Segment Start: Provided records

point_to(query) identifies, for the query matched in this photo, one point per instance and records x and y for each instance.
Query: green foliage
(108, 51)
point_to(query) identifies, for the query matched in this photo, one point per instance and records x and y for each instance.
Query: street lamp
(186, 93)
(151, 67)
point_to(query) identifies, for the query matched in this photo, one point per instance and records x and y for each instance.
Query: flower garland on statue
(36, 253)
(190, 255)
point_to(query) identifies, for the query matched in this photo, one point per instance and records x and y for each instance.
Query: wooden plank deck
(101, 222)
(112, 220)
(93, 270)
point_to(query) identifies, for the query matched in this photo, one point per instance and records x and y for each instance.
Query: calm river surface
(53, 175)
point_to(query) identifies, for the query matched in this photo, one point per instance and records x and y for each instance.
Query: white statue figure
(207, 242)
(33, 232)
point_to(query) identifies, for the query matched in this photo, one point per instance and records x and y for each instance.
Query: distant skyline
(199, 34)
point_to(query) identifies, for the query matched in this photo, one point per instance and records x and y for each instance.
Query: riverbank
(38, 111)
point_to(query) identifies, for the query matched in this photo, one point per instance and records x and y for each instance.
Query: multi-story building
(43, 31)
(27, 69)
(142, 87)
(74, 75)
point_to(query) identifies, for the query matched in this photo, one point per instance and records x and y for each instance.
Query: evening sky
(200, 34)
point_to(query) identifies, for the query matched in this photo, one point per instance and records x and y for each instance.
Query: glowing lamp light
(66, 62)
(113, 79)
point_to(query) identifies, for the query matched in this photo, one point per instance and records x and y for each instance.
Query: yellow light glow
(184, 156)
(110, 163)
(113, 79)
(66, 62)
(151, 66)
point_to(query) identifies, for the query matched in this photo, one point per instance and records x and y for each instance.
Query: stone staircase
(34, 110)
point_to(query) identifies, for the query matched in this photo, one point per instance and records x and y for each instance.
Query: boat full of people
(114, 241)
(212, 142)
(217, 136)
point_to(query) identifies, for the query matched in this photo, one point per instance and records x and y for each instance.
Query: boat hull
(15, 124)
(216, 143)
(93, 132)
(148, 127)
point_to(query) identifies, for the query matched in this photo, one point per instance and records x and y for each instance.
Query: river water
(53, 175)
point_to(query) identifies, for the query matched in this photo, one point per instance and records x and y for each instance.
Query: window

Segment End: Provided records

* [About this exercise] Without leaving anything out, quote all the data.

* [Solution]
point_to(query) identifies, for the query matched in this photo, one point per instance and records x and y for each instance.
Query: green foliage
(108, 51)
point_to(query) identifies, for the query matched in this photo, one point per instance and records x and y for each instance.
Query: street lamp
(186, 93)
(151, 67)
point_to(query) identifies, for the query matched in this photo, one point per instance and records x and y for each instance.
Query: flower garland on statue
(36, 253)
(190, 255)
point_to(query) identifies, for the query matched in this photo, one point per instance and records x and y for each instance.
Query: wooden plank deck
(101, 222)
(112, 220)
(93, 270)
point_to(query) identifies, for the query matched in this photo, one point per instance and records x and y for each instance.
Query: calm river surface
(53, 175)
point_to(query) identifies, for the query matched in this photo, one point per instance and records x and y for each instance.
Query: white statue figure
(207, 242)
(33, 232)
point_to(query) identifies, for the query matched in this photo, one point per instance and records x and y for each instance.
Query: distant skyline
(199, 34)
point_to(query) identifies, for the query matched in this photo, one point per instance and records x and y for each instance.
Query: riverbank
(38, 111)
point_to(query) identifies, for the query matched in this photo, one point per instance and records x and y for each instance.
Query: multi-story building
(43, 31)
(27, 69)
(142, 87)
(74, 75)
point_to(query) identifies, for the query matched in this photo, one point per instance and records x and y for each instance.
Query: evening sky
(200, 34)
point_to(query) identifies, for the query matched in this photo, one point per instance and records x and y for each instance.
Query: glowing lamp light
(66, 62)
(113, 79)
point_to(query) identifies, for the query matched in this photo, one point per instance and records x and y for each instance.
Query: yellow light glow
(184, 156)
(110, 163)
(113, 79)
(66, 62)
(151, 66)
point_to(query) identifies, for the query matched in this photo, one point per instance and records x and y for each instance.
Query: stone staircase
(34, 110)
point_to(query) identifies, for the query matched in this photo, one point per instance and records x and y for each instance.
Query: boat full of people
(114, 241)
(212, 142)
(217, 136)
point_to(query) identifies, for the query matched in this photo, one point per instance and records x and y for each instance.
Query: boat hull
(15, 124)
(216, 143)
(93, 132)
(148, 127)
point_to(query) identifies, for the query matched in this photo, one point per instance and records x and y for each instance.
Query: river water
(53, 175)
point_to(query) identifies, for the query matched in this photo, one point per instance and records x and y for each instance.
Query: window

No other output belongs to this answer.